# Some wildlife from out west



## chubri777 (Aug 11, 2005)

I haven't posted anything in a while so I thought I'd offer these shots. All taken in Calif.


----------



## sandybottom (Jun 1, 2005)

These look great! I really like the 1st pic. Owls are cool.


----------



## Arlon (Feb 8, 2005)

Like the snake. I'll be moving out west in few months myself, just not that far west...


----------



## essayons75 (May 15, 2006)

Very nice. Thanks for sharing.


----------



## Formula4Fish (Apr 24, 2007)

Thumbs up, Chubri!


----------



## SargentfishR (Apr 23, 2007)

Beautiful shots. The "eyes" have it !!


----------



## huntinguy (Aug 22, 2005)

Love the Eurasian Widgeon.


----------



## Pocketfisherman (May 30, 2005)

Outstanding, love em all!


----------



## bobbyoshay (Nov 29, 2008)

beautiful shots! thanks for sharing!


----------



## rut_row (Nov 24, 2009)

absolutely gorgeous!


----------



## goldspoon (Jan 11, 2005)

Great pics. What equipment were you using ?


----------



## jlatigo (Aug 4, 2006)

WOW Great pics!! thanks for posting them


----------



## kunder3006 (Aug 12, 2005)

nice


----------



## stargazer (May 24, 2004)

Ill have to go with the rest, the Owl......Good Job!!!!


----------

* [DATASET CONTENT]:
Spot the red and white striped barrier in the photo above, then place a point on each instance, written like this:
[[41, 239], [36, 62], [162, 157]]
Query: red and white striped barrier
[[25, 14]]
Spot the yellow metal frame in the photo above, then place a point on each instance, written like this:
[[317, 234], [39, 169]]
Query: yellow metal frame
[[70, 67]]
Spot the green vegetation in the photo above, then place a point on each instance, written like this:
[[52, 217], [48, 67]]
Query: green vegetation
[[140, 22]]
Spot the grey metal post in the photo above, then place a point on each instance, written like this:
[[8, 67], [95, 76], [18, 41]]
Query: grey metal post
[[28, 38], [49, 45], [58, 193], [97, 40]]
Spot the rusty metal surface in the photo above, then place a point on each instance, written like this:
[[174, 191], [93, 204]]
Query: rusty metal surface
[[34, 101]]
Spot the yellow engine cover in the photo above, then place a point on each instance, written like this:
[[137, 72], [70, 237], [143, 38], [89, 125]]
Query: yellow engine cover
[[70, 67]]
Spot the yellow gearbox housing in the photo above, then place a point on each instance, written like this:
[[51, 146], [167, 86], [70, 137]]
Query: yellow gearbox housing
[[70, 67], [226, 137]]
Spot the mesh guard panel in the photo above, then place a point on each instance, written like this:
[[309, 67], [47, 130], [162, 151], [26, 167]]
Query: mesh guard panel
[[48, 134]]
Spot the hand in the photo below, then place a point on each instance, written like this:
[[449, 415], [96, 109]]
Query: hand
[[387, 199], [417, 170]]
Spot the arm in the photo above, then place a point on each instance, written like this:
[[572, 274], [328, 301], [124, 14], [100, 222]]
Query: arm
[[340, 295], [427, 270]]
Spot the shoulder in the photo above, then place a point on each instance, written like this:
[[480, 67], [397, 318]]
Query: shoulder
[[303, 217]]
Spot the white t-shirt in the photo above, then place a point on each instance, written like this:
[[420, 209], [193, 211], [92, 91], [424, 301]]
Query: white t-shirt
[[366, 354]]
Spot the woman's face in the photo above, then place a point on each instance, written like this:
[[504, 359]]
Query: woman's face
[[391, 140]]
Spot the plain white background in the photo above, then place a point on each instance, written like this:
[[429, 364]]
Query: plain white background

* [YOUR GOAL]:
Please reproduce the stretch of the wildlife thread above from "I haven't posted" through "Owls are cool.", word for word.

* [PROBLEM SOLUTION]:
I haven't posted anything in a while so I thought I'd offer these shots. All taken in Calif.


----------



## sandybottom (Jun 1, 2005)

These look great! I really like the 1st pic. Owls are cool.